- **Tasks to complete**:
1) In the passage on Lenin and the party conference, what name is given to Trotsky's counter-conference in Vienna?
2) Transcribe word for word the section of the passage on Lenin and the party conference that opens with the words containing "The above factual" and closes with "later standard story.".
3) Go on with the passage on Lenin and the party conference, starting after its last sentence.

- **Page excerpt**:
-- Start --
The above factual account is not controversial. What is controversial is how we read Lenin’s intentions and how we assess the result. From the moment Lenin and others began the process of calling this conference, his critics within the party—an impressively panoramic array of figures, ranging through all factions including the Bolsheviks—declared that his conscious intention was to usurp party institutions for the sole benefit of the Bolshevik faction, that the Conference itself was no more than a Bolshevik gathering, and that the Central Committee elected by the Conference had no all-party authority whatsoever. This critique—voiced with special energy by Lev Trotsky—is the origin of the later standard story.
What comes out with terrific force from the new documents (although certainly present in Lenin’s published writings) is the Bolshevik reaction to this critique. They denounced it as vile and completely baseless slander. At all times—when the Conference was being organized, during its sessions, and afterwards—they maintained that the Conference was based on a good-faith effort to contact all existing underground party organizations in Russia, regardless of faction, and to invite them to send representatives to the Conference. They also maintained that in the main they had succeeded in calling a genuinely representative Conference, despite the problems imposed by police repression and obstruction by people like Trotsky. The Bolsheviks granted that there were no delegates from the non-Bolshevik national organizations, but not because the Conference organizers had not invited them, but rather because they refused to attend. When attacking Trotsky’s counter-conference in Vienna (the so-called August Conference), they maintained (and, it seems, with good reason) that their own Conference was much more representative of the underground organizations in the ethnically Russian portion of the empire.
I will document this Bolshevik response with a number of expressive comments made at the time. These examples are illustrative of a stance defended energetically and repeatedly throughout this whole period.
-- End --
- **Material**:
-- Start --
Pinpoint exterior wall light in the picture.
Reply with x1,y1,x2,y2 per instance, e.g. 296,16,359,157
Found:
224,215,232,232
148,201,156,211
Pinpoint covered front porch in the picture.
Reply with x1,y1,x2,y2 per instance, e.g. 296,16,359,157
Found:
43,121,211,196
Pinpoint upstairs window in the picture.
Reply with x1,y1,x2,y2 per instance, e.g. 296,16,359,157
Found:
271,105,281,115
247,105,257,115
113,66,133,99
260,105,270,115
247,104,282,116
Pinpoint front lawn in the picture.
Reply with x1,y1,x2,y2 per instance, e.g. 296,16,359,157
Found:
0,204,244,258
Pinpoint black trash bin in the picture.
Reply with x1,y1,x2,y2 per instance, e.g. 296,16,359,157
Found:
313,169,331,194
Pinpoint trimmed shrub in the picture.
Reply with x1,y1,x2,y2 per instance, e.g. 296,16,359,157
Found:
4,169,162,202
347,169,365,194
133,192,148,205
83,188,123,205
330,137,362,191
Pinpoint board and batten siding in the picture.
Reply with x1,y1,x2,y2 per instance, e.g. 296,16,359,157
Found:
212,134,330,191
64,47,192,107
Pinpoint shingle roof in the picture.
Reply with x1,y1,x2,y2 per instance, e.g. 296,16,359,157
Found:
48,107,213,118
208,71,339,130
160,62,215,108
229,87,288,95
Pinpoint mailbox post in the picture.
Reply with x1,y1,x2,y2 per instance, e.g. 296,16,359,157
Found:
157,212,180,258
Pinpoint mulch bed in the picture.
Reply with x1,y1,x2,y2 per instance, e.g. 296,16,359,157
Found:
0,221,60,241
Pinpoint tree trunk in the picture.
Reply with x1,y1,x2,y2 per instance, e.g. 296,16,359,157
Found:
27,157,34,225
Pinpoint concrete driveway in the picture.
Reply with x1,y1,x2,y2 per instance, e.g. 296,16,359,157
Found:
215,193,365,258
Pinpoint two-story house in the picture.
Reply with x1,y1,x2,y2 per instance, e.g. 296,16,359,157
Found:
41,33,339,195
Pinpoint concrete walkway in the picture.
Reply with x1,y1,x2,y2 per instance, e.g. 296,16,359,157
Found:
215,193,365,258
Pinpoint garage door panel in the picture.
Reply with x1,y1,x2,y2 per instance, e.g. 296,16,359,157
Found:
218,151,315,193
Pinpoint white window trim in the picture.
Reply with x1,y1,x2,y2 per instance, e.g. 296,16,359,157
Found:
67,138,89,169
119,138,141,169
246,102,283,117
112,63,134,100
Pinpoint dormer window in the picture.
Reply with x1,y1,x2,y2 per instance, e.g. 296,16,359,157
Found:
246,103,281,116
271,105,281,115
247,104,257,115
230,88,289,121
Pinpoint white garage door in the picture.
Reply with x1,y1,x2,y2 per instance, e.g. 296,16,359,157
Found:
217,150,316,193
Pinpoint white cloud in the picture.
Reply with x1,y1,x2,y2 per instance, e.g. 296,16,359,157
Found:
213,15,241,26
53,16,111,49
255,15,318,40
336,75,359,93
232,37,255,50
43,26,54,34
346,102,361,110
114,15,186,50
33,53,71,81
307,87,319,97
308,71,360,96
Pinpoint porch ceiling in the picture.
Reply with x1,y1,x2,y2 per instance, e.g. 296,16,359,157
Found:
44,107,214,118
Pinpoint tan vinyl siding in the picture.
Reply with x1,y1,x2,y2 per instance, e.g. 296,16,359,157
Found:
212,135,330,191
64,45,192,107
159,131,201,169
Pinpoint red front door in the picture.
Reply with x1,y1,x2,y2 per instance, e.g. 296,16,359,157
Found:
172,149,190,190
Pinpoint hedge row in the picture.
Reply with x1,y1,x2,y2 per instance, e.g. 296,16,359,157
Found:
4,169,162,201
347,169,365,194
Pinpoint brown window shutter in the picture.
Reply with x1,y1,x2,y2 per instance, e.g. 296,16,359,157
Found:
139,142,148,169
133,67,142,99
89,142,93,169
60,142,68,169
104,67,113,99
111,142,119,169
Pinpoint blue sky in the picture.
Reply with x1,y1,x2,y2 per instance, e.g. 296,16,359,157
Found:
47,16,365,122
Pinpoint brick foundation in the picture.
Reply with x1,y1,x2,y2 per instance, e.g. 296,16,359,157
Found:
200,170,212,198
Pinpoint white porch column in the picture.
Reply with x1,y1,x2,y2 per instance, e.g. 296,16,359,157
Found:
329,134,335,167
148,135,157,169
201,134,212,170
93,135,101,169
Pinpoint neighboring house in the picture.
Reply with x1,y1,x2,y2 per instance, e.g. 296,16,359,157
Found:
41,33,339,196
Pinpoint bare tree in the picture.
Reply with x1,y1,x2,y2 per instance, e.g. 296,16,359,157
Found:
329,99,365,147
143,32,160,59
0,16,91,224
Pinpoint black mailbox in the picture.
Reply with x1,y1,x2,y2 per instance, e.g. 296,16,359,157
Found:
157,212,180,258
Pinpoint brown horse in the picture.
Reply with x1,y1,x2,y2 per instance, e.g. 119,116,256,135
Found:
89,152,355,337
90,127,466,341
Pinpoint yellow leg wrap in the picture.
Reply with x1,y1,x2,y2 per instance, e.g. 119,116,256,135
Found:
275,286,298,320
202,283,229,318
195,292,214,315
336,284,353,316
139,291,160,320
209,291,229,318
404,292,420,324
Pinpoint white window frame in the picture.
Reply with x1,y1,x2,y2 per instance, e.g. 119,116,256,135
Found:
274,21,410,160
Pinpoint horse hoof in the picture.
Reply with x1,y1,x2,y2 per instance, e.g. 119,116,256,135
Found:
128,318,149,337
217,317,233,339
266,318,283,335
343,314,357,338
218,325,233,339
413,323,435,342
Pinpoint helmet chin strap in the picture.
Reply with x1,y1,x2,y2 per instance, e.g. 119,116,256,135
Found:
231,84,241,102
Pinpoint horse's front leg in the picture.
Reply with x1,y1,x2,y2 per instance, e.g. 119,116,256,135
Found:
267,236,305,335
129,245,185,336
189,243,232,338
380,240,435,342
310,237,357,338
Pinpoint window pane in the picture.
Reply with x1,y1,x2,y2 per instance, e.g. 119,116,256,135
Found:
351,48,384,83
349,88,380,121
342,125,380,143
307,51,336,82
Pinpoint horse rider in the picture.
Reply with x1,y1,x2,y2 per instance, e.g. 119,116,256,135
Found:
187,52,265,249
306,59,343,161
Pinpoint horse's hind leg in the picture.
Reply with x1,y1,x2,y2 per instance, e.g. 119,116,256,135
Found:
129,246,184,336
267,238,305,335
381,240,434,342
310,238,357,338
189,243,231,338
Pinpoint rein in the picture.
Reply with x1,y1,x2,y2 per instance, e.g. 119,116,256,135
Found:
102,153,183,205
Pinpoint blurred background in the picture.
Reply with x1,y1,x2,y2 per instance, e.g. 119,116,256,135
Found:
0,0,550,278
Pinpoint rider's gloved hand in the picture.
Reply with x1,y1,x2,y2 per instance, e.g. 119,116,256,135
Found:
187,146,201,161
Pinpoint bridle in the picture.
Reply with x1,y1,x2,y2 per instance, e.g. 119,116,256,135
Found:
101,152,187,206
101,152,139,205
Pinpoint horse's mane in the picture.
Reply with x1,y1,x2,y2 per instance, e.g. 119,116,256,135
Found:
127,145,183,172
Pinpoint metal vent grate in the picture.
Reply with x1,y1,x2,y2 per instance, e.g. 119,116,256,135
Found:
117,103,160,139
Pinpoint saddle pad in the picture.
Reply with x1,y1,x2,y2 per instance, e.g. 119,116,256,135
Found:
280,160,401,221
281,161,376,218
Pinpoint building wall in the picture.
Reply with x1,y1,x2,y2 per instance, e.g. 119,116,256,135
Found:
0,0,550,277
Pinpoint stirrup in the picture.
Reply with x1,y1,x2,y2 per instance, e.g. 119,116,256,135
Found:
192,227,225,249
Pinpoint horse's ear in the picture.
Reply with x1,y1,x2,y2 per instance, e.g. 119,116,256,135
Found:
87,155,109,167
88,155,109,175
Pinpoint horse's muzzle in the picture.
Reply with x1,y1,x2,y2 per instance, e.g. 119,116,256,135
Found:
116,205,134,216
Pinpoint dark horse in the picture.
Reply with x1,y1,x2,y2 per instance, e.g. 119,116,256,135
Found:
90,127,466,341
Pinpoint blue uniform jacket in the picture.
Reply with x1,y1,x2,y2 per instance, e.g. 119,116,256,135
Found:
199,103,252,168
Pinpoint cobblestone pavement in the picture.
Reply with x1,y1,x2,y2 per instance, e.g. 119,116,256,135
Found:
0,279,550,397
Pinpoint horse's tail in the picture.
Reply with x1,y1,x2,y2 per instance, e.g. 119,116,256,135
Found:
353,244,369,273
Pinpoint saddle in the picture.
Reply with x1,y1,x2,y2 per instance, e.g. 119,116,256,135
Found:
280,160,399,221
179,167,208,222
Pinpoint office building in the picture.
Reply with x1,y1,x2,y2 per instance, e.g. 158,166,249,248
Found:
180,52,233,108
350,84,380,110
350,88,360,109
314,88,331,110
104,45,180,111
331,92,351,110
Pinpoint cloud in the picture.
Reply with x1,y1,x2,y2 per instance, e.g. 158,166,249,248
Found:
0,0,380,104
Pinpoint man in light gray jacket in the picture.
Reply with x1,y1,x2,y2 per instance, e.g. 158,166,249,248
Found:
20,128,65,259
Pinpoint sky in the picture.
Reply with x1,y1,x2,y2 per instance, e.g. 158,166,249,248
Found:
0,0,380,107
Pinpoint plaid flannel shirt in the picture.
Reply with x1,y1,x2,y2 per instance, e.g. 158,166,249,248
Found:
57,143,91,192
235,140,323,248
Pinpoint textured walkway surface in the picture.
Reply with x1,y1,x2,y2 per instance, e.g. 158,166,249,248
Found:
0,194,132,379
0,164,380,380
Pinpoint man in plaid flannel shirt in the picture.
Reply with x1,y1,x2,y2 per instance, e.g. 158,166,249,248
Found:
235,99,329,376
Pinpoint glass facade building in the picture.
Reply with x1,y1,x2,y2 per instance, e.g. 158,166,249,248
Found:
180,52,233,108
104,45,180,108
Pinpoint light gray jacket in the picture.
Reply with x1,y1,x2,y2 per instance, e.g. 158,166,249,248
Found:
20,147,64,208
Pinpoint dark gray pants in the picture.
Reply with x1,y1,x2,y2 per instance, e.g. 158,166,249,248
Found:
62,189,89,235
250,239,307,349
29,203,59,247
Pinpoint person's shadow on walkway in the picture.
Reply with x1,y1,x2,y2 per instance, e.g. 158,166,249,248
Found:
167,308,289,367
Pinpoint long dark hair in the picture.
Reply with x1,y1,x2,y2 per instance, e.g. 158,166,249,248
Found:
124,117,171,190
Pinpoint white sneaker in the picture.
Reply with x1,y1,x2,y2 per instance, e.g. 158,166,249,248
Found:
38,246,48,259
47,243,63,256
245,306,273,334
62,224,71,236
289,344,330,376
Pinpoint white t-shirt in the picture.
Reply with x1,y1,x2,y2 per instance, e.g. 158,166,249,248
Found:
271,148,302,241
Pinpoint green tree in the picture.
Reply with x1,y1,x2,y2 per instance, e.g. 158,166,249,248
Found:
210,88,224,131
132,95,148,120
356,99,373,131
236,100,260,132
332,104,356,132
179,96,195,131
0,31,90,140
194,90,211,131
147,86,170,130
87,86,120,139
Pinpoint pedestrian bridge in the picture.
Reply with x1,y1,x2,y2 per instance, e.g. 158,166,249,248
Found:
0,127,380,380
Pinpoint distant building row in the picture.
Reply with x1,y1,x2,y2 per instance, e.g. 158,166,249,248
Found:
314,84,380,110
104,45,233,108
-- End --
- **Results for each task**:
1) The August Conference.

2)
The above factual account is not controversial. What is controversial is how we read Lenin’s intentions and how we assess the result. From the moment Lenin and others began the process of calling this conference, his critics within the party—an impressively panoramic array of figures, ranging through all factions including the Bolsheviks—declared that his conscious intention was to usurp party institutions for the sole benefit of the Bolshevik faction, that the Conference itself was no more than a Bolshevik gathering, and that the Central Committee elected by the Conference had no all-party authority whatsoever. This critique—voiced with special energy by Lev Trotsky—is the origin of the later standard story.

3)
Lenin. In response to criticism from fellow Bolsheviks of the process by which the Conference was being organized, Lenin set out his views on how to overcome factional difference. The polemic in the last sentence is directed at Trotsky.
The factions [fraktsii] arose out of the relations between the classes in the Russian revolution. The Bolsheviks and the Mensheviks only formulated answers to the questions with which the objective realities of 1905–07 confronted the proletariat. Therefore, only the inner evolution of these factions, of the “strong” factions, strong because of the deepness of their roots, strong because of the correspondence between their ideas and certain aspects of objective reality—exclusively the inner evolution of precisely these factions is capable of securing a real merger of the factions, i.e., the creation of a genuinely and completely united party of proletarian Marxist socialism in Russia.
A practical conclusion follows from this: only a rapprochement in the work of these two strong factions—and only insofar as they purge themselves of the non-Social-Democratic tendencies of liquidationism and otzovism [recallism]—represents a real party policy [that is, a policy aimed at protecting the party as a whole], a policy that really brings about unity, not easily, not smoothly, and by no means immediately, but in a way that will produce real results, as distinguished from a way based on a multitude of quack promises of an easy, smooth, immediate merger of “all” factions. (“The New Faction of Conciliators, Or the Virtuous,” October 1911, in Lenin, PSS 20:335-6 [my translation]; for online English version, see http://www.marxists.org/archive/lenin/ works/1911/oct/18b.htm.)
This does not sound like the manifesto of a man determined to rid the party of Mensheviks and to create unity by the equally “easy, smooth” way of restricting the party to a single faction. Lenin’s analysis also does not give much support to the assertion by Le Blanc and D’Amato that Lenin more or less equated Menshevism with “liquidationism.”
Zinoviev. Zinoviev played a central role in organizing and running the Conference. The following passage is taken from a manifesto of the émigré commission set up to organize the Conference. It represents a basic statement of intent to the rest of the party:
In the localities [in Russia], all Social Democratic workers—Bolsheviks as well as Mensheviks, and also workers connected to the Vpered group and to [Trotsky’s émigré newspaper] Pravda—harmoniously carry out work together and together fight against the liquidators-legalists, who almost everywhere separate themselves from party groups and work completely independently of our party. And these Social Democratic workers will never refuse to participate in the all-party enterprise [of calling a conference] due to considerations of a narrow factional nature or those arising out of the competition between small émigré circles; they will never put a brake on [the calling of] this conference or try to create splits [in the manner of our émigré opponents]. (Konferentsii RSDRP 1912, p. 126)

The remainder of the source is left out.